(Dataset entries)
+---+
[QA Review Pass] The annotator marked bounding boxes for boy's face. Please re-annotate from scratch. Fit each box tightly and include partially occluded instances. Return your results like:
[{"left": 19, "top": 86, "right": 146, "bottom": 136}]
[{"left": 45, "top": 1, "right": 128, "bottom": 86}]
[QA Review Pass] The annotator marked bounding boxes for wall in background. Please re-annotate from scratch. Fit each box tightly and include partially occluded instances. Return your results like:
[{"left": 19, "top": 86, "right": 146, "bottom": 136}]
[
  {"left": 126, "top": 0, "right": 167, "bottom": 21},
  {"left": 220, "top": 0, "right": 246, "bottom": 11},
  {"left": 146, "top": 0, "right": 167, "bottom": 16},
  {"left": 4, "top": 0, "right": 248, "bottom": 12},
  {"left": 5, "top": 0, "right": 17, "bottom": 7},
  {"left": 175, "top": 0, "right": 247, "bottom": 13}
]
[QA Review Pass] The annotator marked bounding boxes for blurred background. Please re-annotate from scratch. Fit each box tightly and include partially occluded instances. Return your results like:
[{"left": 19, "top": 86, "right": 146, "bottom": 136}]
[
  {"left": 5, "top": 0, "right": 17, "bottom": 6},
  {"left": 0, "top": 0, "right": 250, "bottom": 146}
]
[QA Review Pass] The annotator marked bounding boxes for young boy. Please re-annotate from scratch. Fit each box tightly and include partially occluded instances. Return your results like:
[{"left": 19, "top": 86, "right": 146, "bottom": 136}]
+---+
> PROBLEM STATEMENT
Could you output every record above exactly as written?

> TASK OUTPUT
[QA Review Pass] The annotator marked bounding boxes for boy's face. Please re-annotate from scratch. Fit each box tightly and include partially occluded instances. Return your results like:
[{"left": 19, "top": 86, "right": 146, "bottom": 136}]
[{"left": 45, "top": 1, "right": 128, "bottom": 86}]
[QA Review Pass] The annotator marked bounding boxes for wall in background. Please re-annotate from scratch. Fit each box tightly and include partially occluded instances. Return your results like:
[{"left": 19, "top": 86, "right": 146, "bottom": 136}]
[
  {"left": 126, "top": 0, "right": 167, "bottom": 21},
  {"left": 220, "top": 0, "right": 246, "bottom": 11},
  {"left": 146, "top": 0, "right": 167, "bottom": 16},
  {"left": 4, "top": 0, "right": 248, "bottom": 12},
  {"left": 5, "top": 0, "right": 17, "bottom": 7},
  {"left": 175, "top": 0, "right": 247, "bottom": 13}
]
[QA Review Pass] The annotator marked bounding boxes for blurred background. Please re-annotate from scratch. Fit each box tightly and include partially occluded instances. Return your results like:
[{"left": 19, "top": 86, "right": 146, "bottom": 136}]
[
  {"left": 5, "top": 0, "right": 17, "bottom": 6},
  {"left": 0, "top": 0, "right": 250, "bottom": 146}
]
[QA Review Pass] The annotator marked bounding boxes for young boy. Please re-annotate from scratch. Fit each box tightly and include partially occluded instances. Return your results like:
[{"left": 19, "top": 86, "right": 146, "bottom": 136}]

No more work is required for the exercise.